Kutipan terpilih -
***

Selasa, 07 Oktober 2014

Belajar dari sebuah pensil

Seorang guru pernah berpesan kepada saya, bahwa dalam hidup di dunia ini resapilah prinsip pensil.
Sebelum pensil keluar dari pabriknya dan mulai digunakan ia diberi beberapa nasehat bahwa kelak ia akan :

11. Bergantung kepada tangan yang mengunakan
Jika pensil dipegang oleh tangan anak kecil ia hanya digunakan untuk mencoret saja, namun ketika ia dipegang oleh seorang pelukis, ia akan digunakan membuat karya yang indah.

Sama halnya dengan diri kita, lingkungan tempat kita bermasyarakat sangat berpengaruh terhadap tabiat dan kebermanfaatan kita. Jika ingin baik dekatlah dengan orang-orang baik.

2.     Bergantung kepada kemampuan untuk dituntun
Jika pensil ketika digunakan berontak dan tidak mau mengikuti yang memegang kendali, maka ia bisa saja patah.

Filosofi dari peristiwa tersebut, yaitu ketika kita memiliki ego yang sangat tinggi bahwa kita tidak butuh bantuan orang lain, maka hal tersebut akan menghancurkan kita. Cobalah untuk mempercayai orang yang menuntun kita, membantu kita dan peduli terhadap kita. Niscaya kita akan dimudahkan dalam kehidupan.

3.     Melewati proses yang sakit
Dalam penggunaannya, pensil harus diserut dan meraskan sakit. Namun tak apa, karena untuk mendapatkan hasil tulisan yang maksimal pensil harus diserut.
Begitupun manusia, kita harus mengalami cobaan, ujian, masalah yang sering membuat kita sakit untuk ditempa agar kita menjadi manusia yang dapat maksimal menjalani kehidupan karena sudah sering makan garam kehidupan.

4.     Dilengkapi dengan penghapus
Setiap menulis, pensil tak lepas dari kesalahan. Namun ia mampu mengoreksi kesalahannya karena dilengkapi dengan penghapus.
Selayaknya pun manusia harus demikian. Tak ada manusia yang tidak pernah berbuat salah. Yang terpenting setelah melakukan kesalahan kita harus segera mengoreksinya dengan cara memperbaiki dan jangan sampai terulang kembali kesalahan tersebut.

5.      Yang paling berharga adalah bagian dalam
Tak peduli seberapa cantik dan menariknya pensil dari luar, ketika digunakan yang dinilai adalah bagian dalamnya.
Tak jauh beda dengan manusia, fisik tidaklah begitu penting, karena dalam menjalani kehidupan hati dan jiwa lah yang menjadi prioritas utama.
6.    Tinggalkan jejak
Semakin lama digunakan, pensil akan semakin pendek dan habis. Maka ketika masih dapat digunakan pensil harus meninggalkan coretan yang berharga dan bermanfaat.
Demikian juga manusia. Usia kita lambat laun akan semakin pendek, maka lebih bijaknya ketika kita masih diberi kesempatan untuk menghirup udara di dunia setiap langkah kita, perkataan kita, dan perbuatan kita haruslah meninggalkan jejak postif.

7.     Patah bukan akhir dari segalanya
Ketika pensil patah, ia masih bisa diserut kembali, walaupun sakit ia rela diserut untuk dapat digunakan lagi.

Ketika manusia gagal, seharusnya kita harus mau menerima rasa pahit itu dan selalu berusaha untuk bangkit walau sakit. Karena gagal bukan akhir dari segalanya jika kita masih mau dan mampu untuk hidup untuk memulai langkah baru.

***

Petunjuk tugas -
Nyatakan apakah tiap pernyataan di bawah ini sesuai dengan teks tentang pensil di atas, dengan menjawab ya atau tidak dan mengutip kata-kata teks yang menjadi penentunya.
1. Pensil yang dipegang seorang pelukis akan dipakai untuk membuat karya yang indah.
2. Saat pensil digunakan, tampilan luarnya yang paling dinilai.
3. Pensil yang sudah patah tidak bisa dipakai lagi.

Data yang disediakan -

***

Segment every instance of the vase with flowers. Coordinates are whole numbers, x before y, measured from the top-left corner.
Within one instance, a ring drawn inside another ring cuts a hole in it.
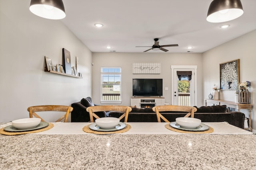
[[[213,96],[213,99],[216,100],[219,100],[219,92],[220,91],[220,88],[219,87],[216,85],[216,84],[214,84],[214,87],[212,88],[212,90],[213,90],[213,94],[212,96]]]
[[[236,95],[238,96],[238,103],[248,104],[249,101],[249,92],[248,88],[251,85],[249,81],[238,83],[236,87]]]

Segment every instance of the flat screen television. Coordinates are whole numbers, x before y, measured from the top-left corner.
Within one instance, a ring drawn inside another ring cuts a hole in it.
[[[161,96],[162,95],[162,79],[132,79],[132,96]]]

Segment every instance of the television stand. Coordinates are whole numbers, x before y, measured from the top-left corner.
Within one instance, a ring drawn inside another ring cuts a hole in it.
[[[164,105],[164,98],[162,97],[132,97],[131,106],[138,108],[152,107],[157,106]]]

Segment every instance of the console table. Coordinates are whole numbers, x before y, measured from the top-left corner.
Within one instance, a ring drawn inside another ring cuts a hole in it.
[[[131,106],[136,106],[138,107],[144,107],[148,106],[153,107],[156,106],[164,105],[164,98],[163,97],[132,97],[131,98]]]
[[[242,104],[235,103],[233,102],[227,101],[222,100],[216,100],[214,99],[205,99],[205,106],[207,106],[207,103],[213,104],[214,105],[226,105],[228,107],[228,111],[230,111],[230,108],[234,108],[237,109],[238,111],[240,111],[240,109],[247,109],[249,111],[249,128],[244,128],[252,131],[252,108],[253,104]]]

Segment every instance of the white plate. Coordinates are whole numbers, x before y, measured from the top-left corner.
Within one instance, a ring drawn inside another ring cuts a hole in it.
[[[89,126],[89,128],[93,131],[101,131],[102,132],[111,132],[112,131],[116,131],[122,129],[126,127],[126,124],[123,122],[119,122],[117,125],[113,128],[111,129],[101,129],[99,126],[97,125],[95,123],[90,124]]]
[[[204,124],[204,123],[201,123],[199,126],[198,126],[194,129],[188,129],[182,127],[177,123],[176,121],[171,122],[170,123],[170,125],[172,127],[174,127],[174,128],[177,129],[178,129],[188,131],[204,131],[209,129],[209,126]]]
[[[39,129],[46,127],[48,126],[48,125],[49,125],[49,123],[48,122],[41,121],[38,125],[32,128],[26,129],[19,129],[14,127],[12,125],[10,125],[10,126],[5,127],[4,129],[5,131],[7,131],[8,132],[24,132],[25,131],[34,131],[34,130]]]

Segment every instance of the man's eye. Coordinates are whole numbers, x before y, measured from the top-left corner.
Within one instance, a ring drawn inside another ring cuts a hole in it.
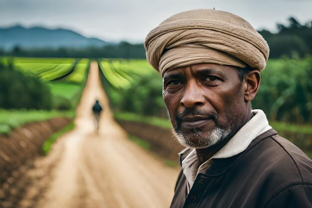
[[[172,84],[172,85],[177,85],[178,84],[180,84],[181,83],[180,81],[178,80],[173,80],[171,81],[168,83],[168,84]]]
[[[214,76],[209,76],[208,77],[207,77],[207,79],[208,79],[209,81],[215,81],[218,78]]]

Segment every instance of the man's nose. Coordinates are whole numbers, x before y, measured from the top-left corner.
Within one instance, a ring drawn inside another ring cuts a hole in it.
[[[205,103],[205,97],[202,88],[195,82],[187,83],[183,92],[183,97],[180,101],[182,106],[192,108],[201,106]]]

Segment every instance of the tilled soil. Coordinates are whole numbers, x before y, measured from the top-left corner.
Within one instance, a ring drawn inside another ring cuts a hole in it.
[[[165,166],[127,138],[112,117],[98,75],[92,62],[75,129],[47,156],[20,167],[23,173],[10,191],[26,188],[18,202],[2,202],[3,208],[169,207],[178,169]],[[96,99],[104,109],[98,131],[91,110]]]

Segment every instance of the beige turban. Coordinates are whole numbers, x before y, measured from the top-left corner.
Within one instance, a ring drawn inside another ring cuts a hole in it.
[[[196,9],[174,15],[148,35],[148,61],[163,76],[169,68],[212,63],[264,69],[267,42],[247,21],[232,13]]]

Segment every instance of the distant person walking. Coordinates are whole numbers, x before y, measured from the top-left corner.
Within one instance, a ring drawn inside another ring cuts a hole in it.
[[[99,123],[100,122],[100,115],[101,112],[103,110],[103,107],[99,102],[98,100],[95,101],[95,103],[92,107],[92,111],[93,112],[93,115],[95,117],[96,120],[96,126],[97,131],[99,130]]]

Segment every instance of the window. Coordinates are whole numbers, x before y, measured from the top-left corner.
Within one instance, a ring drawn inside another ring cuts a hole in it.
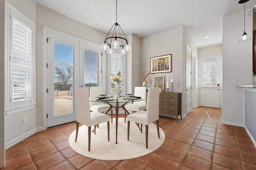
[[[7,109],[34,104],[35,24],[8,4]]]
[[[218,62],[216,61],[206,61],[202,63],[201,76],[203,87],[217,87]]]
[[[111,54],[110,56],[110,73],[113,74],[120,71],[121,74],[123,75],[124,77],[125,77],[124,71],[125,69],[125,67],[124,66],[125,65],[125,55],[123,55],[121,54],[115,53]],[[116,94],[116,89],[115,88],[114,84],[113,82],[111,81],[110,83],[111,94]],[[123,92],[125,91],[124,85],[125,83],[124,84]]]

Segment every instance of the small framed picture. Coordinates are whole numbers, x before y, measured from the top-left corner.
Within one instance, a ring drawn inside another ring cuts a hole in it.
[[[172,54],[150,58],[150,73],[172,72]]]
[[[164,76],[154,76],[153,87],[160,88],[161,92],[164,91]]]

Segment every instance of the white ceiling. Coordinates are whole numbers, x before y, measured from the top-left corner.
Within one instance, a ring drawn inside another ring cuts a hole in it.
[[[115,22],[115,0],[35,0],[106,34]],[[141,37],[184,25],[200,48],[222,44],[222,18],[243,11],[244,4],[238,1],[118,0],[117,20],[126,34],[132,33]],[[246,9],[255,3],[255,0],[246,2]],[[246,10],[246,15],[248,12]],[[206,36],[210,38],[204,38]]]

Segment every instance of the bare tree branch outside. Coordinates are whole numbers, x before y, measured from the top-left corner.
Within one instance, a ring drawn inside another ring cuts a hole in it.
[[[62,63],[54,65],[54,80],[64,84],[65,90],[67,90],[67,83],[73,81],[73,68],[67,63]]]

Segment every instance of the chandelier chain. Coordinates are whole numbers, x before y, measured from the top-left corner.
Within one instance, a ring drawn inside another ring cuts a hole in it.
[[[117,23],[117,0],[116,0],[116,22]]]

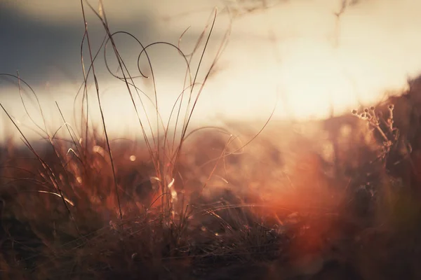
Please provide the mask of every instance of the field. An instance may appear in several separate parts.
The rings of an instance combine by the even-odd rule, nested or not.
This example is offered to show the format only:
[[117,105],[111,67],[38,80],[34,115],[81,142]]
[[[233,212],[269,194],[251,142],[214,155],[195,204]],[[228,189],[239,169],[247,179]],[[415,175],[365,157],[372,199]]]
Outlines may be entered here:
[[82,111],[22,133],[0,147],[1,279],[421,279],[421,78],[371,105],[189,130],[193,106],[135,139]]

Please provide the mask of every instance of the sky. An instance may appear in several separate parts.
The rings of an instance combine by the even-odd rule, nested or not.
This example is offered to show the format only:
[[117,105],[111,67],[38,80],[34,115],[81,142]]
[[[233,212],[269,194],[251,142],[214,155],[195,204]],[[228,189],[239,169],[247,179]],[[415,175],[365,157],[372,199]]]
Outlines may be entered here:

***

Hasil latihan -
1. Ya: "ketika ia dipegang oleh seorang pelukis, ia akan digunakan membuat karya yang indah"
2. Tidak: "ketika digunakan yang dinilai adalah bagian dalamnya"
3. Tidak: "Ketika pensil patah, ia masih bisa diserut kembali"